* **WORK REQUEST**: Could you return each line of the material that has "given" in it?

* **MATERIAL FOR THE TASK**:
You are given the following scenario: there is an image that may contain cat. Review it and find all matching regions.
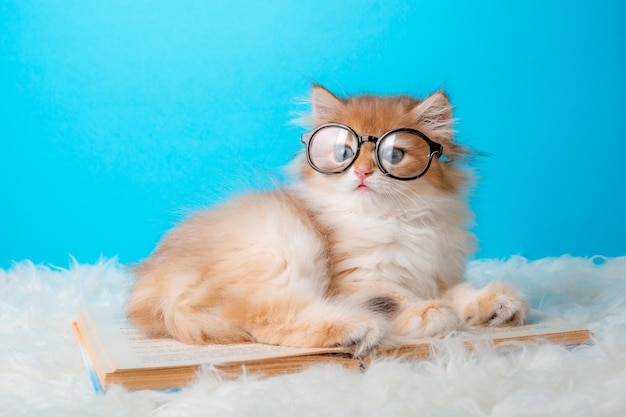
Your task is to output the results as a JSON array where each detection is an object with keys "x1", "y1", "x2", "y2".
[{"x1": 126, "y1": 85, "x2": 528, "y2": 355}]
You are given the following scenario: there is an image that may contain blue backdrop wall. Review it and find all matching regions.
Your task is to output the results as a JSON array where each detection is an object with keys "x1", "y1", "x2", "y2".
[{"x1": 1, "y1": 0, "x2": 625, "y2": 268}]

--

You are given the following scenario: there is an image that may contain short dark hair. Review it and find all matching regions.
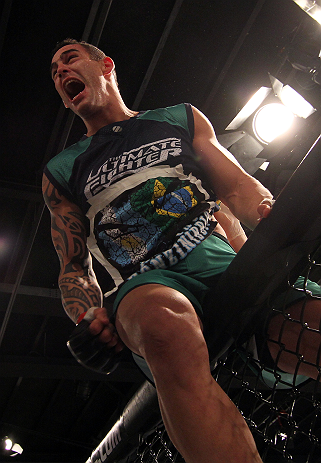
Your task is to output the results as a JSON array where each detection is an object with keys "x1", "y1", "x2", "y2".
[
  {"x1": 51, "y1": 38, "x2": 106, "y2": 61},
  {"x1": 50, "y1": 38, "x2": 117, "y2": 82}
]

...

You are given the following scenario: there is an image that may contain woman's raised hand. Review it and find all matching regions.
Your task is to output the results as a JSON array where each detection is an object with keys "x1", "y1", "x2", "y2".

* **ANSWER BELOW**:
You are given the following scenario: there is an image that may contain cat. Review it and find all matching regions.
You are given the following scenario: there is an image that may contain blue backdrop wall. Review it and find all matching regions.
You are given the following scenario: there is an image that may contain short dark hair. Review it and find all matching regions.
You are given the following scenario: there is an image that may contain woman's raised hand. Review it and find all matching regions.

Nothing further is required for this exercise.